Years later, when all three of their children moved out of the house, my parents added on to the structure.  I have noticed that a lot of people do that.  My folks received an inheritance and put in a sun room.  Mom even suggested that they rent out the living room or sell it all together because they never went in that room any more.  The sun room became a favorite room.  It looked out at the flower garden that my dad had built.

 

When I was a senior in high school and my brother was tucked away in Dallas at seminary and my sister at Milsaps College in Mississippi, I would often wander into my parents bedroom.  They always read before they turned out the lights and I knew that.  So some nights, I would knock on their door, walk into their room, and climb in between the two of them.  And for five minutes or so, we talked.  I never felt closer to my folks than those nights.

 

Again, if you are walking through the house of my growing up years, stopping in the kitchen is a good idea.  There was a table there where most of our meals were eaten.  We all had our places at that table.

 

Beloved, there is just something special about home.  There is no door like the one that opens to your home.  Coffee tastes best when you drink it out of your favorite mug.  There is no meal like the one that you eat at your table.  And there is no embrace like the one from your family.  Home.  There is nothing like it.

 

Now, at its very best, you could say that the last book in our Bible, the Revelation to John, is a homecoming book.  Our lesson for this morning is among the kinder and gentler images in this biblical book.  This lesson offers a vision of perfect peace and plenty after the terrible judgment scenes in the twentieth chapter.

 

Having dispensed with sinners in an all consuming lake of fire, the author, who we think is John, describes the reward to the righteous.  He describes it this way, “Then I saw a new heaven and a new earth; for the first heaven and the first earth had passed away, and the sea was no more…”  John writes the words from exile, from the island of Patmos.  He is the same John from the gospel bearing his name.  He is the same John who first heard the voice of God in Jesus and followed him.  John is older now.  His body is weary.  The journey has taken its toll.  His friends are gone.  Peter is dead and Paul has been martyred.  All he really has now are his memories.  While he sits with his thoughts on the island, he hears God’s voice once again.

 

Here is what I think happened.  I think God came to John and pulled back a curtain.  I think he said to him, “Take a peek.  What do you see?  What do you think?”  Our lesson says, “See, the home of God is among mortals.”  Did you catch that?  The home of God is among mortals.  God says to John, “Write this, for these words are trustworthy and true.”  So John did that.  He wrote it down.  We read his words a moment ago.

 

The question to ask this morning is this, “What did John see?”  Well, one of the first things he saw was that the first heaven and the first earth had passed away and there was no more sea.  That would have been good news for a guy stranded on an island.  It also would have been good news for a people who were afraid of the sea.  These people had no idea what was at the depth of the sea.  They believed monsters lived there and that the sea was dangerous.

════════════════════

» PROBLEMS
1. Answer these from the sermon on home:
(a) What room did the parents add after their children moved out?
(b) Which college was the sister attending?
(c) From which island does John write?
2. Render this sentence from the sermon on home into Spanish: "There is no door like the one that opens to your home."
3. Carry on the sermon on home from its last sentence.
The records have nothing to do with this.

[A run of records]

════════════════════

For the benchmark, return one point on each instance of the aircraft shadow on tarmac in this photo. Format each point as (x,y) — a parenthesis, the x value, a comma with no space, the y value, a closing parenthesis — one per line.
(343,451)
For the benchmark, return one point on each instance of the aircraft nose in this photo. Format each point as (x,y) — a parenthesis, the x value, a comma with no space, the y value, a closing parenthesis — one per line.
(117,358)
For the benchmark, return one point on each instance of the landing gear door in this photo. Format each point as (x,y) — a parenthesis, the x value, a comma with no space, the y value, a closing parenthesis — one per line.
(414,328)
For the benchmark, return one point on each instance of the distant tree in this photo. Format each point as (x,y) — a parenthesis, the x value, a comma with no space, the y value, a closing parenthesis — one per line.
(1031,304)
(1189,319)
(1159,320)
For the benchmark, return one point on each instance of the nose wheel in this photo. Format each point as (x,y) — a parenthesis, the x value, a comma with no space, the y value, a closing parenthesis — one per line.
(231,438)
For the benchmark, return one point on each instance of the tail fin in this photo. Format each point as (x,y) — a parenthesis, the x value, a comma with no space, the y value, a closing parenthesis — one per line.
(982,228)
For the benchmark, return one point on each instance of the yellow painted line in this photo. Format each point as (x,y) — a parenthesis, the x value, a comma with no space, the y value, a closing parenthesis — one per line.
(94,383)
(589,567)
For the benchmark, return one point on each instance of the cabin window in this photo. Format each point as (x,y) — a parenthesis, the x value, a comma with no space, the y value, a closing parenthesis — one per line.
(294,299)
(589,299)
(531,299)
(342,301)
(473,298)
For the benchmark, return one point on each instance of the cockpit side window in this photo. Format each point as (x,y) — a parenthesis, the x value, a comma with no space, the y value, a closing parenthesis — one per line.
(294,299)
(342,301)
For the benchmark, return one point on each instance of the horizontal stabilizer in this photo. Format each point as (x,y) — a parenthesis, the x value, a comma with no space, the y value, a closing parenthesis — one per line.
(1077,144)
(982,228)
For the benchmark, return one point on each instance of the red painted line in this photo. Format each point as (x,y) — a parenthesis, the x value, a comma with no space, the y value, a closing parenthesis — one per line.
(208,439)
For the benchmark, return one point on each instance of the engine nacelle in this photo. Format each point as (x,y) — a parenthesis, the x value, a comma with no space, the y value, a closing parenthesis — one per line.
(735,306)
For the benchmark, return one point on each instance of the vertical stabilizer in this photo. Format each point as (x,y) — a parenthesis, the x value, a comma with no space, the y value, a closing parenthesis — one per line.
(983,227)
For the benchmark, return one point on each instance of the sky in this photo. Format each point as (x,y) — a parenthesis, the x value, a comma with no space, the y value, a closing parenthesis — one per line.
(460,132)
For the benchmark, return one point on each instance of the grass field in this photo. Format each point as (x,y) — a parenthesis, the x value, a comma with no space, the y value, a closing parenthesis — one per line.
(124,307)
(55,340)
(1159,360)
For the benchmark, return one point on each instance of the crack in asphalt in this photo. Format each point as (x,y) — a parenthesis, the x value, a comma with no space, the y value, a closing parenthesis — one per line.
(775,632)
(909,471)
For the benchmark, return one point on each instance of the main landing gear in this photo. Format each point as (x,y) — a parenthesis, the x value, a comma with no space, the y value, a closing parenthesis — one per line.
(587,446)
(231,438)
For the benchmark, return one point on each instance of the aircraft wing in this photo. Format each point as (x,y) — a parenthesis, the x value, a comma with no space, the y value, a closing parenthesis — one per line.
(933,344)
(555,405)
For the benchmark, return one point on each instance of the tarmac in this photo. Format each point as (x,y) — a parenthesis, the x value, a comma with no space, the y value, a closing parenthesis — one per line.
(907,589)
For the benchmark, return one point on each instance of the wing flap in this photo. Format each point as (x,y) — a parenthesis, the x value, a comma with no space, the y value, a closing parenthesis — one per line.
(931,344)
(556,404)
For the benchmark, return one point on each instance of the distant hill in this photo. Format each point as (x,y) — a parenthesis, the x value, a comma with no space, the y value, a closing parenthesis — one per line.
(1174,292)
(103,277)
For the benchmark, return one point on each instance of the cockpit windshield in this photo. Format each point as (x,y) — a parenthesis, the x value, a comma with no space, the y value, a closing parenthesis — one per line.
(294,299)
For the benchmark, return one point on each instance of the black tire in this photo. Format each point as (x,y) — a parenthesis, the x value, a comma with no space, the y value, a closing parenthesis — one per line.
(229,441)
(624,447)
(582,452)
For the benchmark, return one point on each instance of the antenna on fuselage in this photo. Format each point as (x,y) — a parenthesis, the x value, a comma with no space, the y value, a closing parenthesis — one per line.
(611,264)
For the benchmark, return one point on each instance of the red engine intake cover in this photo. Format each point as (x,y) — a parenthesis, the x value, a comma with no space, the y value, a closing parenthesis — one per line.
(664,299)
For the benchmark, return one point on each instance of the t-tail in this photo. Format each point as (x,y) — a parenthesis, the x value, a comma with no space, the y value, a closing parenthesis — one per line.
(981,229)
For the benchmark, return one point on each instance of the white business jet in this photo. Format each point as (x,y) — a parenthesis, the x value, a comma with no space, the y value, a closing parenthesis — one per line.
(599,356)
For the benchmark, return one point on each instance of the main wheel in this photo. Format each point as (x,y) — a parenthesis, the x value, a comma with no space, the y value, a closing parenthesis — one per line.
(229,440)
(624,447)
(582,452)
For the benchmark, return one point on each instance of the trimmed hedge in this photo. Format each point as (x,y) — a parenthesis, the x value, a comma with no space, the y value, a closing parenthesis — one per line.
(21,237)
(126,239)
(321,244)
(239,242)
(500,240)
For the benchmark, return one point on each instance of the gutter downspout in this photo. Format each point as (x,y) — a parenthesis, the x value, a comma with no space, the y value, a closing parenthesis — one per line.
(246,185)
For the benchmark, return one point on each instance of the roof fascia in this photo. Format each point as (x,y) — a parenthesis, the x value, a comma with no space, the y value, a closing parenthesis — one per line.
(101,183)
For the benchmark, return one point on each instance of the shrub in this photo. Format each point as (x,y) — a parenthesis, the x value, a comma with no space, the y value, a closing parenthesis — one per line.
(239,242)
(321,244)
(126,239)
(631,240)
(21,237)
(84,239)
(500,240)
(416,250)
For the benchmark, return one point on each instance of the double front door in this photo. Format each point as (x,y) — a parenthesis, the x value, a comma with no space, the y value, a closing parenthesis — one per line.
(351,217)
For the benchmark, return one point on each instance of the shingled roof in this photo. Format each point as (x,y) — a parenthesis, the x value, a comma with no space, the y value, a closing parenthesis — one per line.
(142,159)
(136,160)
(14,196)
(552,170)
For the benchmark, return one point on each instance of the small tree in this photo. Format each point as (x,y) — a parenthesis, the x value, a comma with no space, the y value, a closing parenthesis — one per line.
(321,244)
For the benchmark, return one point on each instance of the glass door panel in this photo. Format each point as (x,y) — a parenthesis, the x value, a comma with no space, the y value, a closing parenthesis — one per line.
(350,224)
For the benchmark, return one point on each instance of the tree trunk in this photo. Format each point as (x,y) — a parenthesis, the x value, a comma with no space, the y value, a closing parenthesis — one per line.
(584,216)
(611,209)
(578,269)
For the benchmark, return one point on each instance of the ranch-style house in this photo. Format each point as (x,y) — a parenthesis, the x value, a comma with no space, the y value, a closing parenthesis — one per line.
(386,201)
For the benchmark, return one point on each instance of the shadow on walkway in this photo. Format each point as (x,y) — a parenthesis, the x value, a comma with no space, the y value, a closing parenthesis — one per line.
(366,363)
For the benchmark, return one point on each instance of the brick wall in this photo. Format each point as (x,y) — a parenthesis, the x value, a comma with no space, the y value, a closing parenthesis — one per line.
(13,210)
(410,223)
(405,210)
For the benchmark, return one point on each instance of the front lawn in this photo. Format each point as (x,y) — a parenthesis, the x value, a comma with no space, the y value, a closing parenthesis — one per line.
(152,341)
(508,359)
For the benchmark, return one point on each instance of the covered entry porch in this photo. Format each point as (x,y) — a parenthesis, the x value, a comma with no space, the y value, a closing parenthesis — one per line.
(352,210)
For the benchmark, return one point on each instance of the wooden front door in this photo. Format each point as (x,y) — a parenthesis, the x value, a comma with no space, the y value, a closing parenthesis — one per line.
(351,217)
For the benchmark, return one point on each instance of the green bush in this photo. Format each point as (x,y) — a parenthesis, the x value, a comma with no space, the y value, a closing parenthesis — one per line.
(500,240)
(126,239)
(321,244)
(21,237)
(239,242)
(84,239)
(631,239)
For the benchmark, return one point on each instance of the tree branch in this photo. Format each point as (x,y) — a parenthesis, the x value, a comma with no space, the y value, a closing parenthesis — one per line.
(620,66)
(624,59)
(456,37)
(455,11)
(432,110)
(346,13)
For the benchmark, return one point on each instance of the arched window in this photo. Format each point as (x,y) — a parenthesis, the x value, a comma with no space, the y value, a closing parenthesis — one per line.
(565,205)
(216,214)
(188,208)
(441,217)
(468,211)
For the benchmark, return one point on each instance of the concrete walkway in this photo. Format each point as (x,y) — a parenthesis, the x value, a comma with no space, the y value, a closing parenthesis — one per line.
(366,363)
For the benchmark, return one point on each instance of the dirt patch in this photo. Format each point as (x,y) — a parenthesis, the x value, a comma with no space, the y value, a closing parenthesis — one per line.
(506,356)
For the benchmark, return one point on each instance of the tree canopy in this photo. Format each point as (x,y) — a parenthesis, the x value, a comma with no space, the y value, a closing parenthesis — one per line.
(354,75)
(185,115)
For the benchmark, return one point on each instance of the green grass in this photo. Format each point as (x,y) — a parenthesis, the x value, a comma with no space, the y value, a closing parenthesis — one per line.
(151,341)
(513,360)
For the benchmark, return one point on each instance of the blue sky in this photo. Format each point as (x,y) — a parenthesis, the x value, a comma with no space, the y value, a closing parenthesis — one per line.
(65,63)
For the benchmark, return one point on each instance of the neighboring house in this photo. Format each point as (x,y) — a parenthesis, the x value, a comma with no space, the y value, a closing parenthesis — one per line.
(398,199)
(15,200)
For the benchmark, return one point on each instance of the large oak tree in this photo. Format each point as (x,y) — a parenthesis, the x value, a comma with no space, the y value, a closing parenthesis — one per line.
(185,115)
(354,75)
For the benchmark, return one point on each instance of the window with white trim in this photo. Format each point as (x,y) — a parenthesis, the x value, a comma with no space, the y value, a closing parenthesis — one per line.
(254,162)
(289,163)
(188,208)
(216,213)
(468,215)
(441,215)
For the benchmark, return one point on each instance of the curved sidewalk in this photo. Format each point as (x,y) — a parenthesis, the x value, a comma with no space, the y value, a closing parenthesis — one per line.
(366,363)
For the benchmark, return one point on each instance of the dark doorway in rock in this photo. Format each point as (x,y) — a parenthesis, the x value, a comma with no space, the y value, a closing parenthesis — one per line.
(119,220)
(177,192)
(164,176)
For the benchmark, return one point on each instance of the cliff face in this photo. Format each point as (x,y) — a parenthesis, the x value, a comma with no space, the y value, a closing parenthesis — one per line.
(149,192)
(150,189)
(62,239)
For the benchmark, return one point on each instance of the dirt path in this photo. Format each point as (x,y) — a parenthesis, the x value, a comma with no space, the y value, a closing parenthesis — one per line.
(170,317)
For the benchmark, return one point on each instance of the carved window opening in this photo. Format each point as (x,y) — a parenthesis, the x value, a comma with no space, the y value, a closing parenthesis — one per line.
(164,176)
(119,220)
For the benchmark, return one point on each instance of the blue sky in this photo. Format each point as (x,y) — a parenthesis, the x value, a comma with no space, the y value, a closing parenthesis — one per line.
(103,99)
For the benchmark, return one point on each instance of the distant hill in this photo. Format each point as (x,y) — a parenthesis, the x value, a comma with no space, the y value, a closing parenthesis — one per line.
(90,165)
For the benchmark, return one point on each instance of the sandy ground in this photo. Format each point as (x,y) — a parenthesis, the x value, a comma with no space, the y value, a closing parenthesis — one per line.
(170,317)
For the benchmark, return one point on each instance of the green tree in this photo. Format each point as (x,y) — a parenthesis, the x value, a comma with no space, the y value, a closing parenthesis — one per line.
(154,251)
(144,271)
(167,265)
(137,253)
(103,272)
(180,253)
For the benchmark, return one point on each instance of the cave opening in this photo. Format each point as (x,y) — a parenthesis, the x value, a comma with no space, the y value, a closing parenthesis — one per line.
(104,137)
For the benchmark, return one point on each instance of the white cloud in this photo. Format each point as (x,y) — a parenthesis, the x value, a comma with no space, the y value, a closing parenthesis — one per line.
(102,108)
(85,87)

════════════════════

» ANSWERS TO THE PROBLEMS
1.
(a) A sun room.
(b) Milsaps College in Mississippi.
(c) Patmos.

2. No hay puerta como la que se abre a tu hogar.

3.
One of the great scenes in the latest version of the movie Titantic, is that there is a priest who is holding on to dear life and a group of people who are listening to his every word.  He quotes this scripture, “…and there was no more sea.”  He quotes it to people about to find themselves at the bottom of the sea.

 

So the first thing John notices is a new heaven and earth and a sea that is no longer troubling.  Now how would he describe this new heaven and this new earth.  Well, John uses an image of the most beautiful thing he knows.  These are his words, “And I saw the holy city, the new Jerusalem, coming down out of heaven of God, prepared as a bride for her husband.”  A bride was the most beautiful thing John knew, so he described the new world as a bride on her wedding day.

 

I will have to tell you that one of the great benefits of being a minister is standing in front of a congregation as the doors at the back of the Sanctuary open.  The organ beckons us to stand and I see her before anyone else.  There she is, a beautiful bride, standing hand in hand with her father.  I will have to tell you that I have never seen an ugly bride.  I have seen a groom or two who could use a little work, but I have never seen an ugly bride.

 

There is something about her that is hard to describe.  She is dressed in white.  She is beautiful.  She makes her way down the aisle walking towards the biggest commitment of her life.  There is expectation in her eyes.  There is hope in her soul.  Without having said a word yet, her actions say, “I will love you forever.”

 

That is the world John describes in our lesson.  I have to ask.  Is that the world you woke up to this morning or any morning in recent days?  The world I have woken up to is a world full of problems.  It is a world where people are shooting people at Virgina Tech, at NASA and now in Kansas City.  If you are a baseball fan, a Cardinals one at that, then you know that there are parents who have just buried their promising 29 year old son, Josh Hancock.  Now this passage is one of hope.  It speaks of the way the world can be, not necessarily the way it is.  So let’s look at some more images in this hope filled passage.

 

John tells us that it is God’s voice that tells him, “The home of God is among mortals.  God himself will be with them;  he will wipe every tear from their eyes.”

 

I don’t mind telling you that in my lifetime, I have done my fair share of crying.  Not that my adult tears aren’t important, but I especially remember the tears when I was a child.  There were a lot of people who could wipe away my tears.  My sister was always sympathetic to me when tears streamed down my cheek (unless she was the one who caused them).  My mother helped me with my sadness.  I will have to tell you that there was something powerful about the way my dad dealt with my tears.  Not only could he wipe them away, he had a way of taking away the fear and the disappointment that accompanied them.  In the last days, says this word, God will wipe away our tears and he will take away our pain.

 

God also promises to take away something else.  Listen again to the words, “Death will be no more; mourning and crying and pain will be no more, for the first things have passed away.”  If one of the great benefits of being a minister is to stand and watch as the bride makes her way down the aisle, one of the hard things that I do is to stand in front of coffins and cemetery plots and ashes, as I help families deal with a death in their family.  I have stood there often.  I have stood on both sides.  I have stood and wished that death being no more had already happened.  I have hoped that there would be no separation with the one that I loved.  It will happen, says God, but for me, death going away was not quick enough.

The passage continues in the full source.